Items pointing to named objects:
■ ■ ■

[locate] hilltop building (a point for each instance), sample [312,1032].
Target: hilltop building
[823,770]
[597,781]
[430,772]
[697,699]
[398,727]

■ ■ ■

Problem requirements: Change "hilltop building" to "hillside structure" throughout the items and keep everything else unchanged.

Worked answer:
[locate] hillside structure (a point for each instance), sample [312,1032].
Target: hillside structure
[823,770]
[597,781]
[430,772]
[697,699]
[398,727]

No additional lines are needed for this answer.